• WHAT THE TASK REQUIRES: Only the lines that include "dark" should be copied from the data below.

※ ※ ※

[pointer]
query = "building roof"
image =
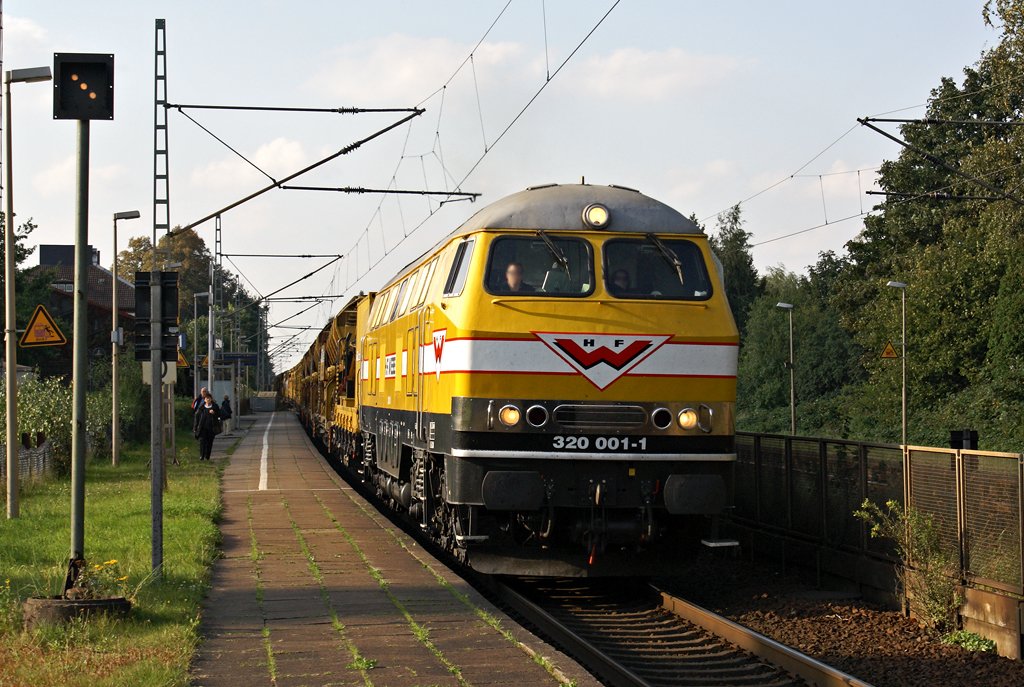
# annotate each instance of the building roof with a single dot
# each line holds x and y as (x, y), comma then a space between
(100, 283)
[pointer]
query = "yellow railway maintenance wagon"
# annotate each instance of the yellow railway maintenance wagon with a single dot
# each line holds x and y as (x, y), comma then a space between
(550, 390)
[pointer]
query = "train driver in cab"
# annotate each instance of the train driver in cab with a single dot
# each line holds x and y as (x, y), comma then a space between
(513, 280)
(620, 282)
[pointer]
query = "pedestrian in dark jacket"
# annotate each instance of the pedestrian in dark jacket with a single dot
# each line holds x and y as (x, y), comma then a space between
(198, 400)
(205, 426)
(225, 413)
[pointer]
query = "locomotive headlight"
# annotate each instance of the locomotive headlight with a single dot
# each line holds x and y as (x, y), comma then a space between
(687, 418)
(509, 416)
(596, 216)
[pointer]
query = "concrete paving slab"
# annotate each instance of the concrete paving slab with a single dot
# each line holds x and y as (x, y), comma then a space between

※ ※ ※

• EXERCISE OUTPUT:
query = "pedestrian in dark jacket"
# annotate each instance of the pedestrian in dark jacket with a single dot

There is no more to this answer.